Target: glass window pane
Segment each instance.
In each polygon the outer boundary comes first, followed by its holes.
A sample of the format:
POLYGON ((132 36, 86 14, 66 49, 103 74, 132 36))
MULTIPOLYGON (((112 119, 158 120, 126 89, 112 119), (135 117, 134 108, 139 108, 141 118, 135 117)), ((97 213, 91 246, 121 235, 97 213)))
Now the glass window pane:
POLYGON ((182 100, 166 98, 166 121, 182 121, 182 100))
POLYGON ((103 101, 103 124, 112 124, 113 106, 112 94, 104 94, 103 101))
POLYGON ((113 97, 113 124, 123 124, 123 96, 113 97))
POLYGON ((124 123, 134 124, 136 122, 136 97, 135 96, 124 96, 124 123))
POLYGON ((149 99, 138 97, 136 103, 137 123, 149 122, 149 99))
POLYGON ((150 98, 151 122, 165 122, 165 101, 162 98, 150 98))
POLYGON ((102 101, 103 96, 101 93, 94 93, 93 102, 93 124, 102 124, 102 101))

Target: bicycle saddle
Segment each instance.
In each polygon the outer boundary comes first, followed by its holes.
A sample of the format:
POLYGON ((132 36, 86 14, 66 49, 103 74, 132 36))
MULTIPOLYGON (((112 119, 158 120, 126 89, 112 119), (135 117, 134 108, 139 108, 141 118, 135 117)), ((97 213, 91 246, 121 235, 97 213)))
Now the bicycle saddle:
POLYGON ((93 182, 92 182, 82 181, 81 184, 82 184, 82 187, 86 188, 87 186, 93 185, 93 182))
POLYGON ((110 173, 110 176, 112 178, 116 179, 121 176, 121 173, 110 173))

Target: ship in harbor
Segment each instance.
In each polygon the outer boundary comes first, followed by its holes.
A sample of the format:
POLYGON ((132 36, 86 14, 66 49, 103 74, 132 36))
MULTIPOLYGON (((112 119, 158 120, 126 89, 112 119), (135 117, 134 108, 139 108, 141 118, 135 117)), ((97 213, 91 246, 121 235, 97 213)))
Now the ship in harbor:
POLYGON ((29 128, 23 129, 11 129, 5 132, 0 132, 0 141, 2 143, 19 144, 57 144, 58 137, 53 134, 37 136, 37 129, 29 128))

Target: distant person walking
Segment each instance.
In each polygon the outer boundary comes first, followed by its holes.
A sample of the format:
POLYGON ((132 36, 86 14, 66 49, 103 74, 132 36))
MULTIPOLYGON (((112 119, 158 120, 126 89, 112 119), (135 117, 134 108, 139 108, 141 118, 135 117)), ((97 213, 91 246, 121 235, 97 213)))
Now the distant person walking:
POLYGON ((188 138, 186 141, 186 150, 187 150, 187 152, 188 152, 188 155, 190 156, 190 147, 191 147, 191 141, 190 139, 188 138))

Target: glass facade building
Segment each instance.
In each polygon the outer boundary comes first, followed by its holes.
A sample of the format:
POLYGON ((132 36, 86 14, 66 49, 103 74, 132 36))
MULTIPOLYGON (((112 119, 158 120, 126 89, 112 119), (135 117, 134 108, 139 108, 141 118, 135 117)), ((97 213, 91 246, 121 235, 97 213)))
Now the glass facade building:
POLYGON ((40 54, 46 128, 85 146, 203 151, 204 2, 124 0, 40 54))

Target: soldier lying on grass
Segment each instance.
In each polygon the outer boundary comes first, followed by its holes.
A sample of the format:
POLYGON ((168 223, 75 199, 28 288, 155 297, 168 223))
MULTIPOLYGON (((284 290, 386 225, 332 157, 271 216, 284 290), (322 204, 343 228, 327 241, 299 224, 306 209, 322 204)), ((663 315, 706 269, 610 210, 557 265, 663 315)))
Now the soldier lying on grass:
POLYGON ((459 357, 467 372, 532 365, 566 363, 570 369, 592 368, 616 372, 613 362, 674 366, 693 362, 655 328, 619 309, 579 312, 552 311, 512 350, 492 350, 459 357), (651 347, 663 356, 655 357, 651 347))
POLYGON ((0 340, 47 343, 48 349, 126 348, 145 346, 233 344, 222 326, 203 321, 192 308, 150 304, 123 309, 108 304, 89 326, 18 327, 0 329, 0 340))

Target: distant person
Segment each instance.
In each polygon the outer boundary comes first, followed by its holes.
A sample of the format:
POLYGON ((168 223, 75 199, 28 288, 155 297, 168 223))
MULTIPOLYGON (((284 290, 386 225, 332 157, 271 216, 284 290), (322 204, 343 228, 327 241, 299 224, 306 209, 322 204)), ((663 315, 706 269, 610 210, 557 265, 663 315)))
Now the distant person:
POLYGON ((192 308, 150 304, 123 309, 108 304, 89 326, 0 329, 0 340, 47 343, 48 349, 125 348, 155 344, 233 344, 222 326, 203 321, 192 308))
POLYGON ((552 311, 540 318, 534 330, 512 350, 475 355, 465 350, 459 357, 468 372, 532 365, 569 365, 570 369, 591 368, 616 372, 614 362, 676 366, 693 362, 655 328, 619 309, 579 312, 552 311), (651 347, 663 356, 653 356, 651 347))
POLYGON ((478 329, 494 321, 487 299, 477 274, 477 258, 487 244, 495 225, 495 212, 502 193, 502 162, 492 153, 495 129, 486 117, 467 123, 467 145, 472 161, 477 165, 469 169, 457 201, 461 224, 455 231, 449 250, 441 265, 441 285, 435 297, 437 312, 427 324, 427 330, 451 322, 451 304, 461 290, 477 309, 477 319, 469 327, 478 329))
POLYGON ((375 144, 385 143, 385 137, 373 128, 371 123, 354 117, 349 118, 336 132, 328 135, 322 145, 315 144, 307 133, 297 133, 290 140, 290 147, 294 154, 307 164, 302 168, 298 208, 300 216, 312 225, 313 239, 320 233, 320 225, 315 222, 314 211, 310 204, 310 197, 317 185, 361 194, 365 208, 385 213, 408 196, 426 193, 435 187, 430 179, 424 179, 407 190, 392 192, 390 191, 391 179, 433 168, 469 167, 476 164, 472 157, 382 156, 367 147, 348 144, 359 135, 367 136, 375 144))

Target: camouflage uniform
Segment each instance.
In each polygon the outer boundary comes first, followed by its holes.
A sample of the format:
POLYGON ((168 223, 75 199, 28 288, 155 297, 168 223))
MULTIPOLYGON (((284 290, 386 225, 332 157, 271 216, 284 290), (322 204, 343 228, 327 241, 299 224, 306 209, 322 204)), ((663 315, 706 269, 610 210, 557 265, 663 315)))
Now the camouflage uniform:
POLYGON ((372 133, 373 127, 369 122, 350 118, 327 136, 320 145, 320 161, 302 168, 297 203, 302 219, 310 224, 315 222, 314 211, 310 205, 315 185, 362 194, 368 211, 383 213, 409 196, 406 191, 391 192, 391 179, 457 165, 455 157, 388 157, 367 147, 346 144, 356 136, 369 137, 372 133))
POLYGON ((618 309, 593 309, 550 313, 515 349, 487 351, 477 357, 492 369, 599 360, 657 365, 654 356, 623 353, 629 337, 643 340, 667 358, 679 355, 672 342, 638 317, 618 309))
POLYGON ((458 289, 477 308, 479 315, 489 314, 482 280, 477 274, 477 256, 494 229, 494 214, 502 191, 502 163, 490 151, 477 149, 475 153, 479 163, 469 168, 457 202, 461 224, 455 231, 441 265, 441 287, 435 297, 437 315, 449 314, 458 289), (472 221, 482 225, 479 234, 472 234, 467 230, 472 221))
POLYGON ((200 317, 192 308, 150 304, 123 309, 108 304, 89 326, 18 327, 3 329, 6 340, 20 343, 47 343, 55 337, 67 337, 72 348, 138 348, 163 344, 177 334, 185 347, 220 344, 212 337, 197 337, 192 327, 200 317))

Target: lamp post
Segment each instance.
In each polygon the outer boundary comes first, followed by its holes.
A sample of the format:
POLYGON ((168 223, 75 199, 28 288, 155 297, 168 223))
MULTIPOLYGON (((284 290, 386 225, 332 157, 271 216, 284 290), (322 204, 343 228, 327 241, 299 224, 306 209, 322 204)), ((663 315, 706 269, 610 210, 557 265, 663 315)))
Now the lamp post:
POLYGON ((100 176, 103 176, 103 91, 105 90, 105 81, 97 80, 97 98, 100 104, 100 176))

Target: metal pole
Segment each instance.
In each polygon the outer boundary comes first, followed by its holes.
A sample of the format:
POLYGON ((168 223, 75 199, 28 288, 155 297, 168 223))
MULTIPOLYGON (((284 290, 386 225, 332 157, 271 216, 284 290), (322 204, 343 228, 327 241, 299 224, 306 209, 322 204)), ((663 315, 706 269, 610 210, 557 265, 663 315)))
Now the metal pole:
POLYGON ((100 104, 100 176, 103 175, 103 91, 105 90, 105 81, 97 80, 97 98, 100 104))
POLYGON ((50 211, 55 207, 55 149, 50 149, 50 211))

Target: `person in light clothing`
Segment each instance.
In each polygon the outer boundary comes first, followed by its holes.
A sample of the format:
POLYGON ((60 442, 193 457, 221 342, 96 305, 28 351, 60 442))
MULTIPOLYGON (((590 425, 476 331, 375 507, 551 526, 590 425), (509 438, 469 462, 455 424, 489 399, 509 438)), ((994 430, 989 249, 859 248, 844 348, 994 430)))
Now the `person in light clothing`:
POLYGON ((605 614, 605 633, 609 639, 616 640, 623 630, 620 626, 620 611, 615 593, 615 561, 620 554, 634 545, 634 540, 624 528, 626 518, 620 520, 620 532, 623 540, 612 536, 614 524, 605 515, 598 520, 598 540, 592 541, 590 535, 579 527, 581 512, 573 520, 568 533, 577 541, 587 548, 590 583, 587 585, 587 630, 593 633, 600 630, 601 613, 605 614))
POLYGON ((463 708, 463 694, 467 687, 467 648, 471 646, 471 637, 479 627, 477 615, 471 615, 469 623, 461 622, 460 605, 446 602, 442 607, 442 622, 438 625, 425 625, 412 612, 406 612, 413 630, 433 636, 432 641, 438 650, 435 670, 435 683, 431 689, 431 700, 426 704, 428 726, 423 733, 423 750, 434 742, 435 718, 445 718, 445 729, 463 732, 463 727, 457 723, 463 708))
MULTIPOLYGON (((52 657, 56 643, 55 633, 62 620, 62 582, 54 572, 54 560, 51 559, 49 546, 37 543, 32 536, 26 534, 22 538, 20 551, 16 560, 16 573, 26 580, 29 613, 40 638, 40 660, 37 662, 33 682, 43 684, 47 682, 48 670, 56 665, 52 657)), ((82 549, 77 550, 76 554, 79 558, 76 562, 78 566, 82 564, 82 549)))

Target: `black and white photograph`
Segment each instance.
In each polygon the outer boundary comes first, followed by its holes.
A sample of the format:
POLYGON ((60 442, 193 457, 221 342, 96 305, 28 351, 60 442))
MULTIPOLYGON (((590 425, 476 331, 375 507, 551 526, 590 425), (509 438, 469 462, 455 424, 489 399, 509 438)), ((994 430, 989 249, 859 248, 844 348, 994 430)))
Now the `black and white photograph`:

☆ ☆ ☆ ☆ ☆

= YOUR OBJECTIVE =
Count the lines in the records that contain the string "photograph", and give only that number.

= FINAL ANSWER =
2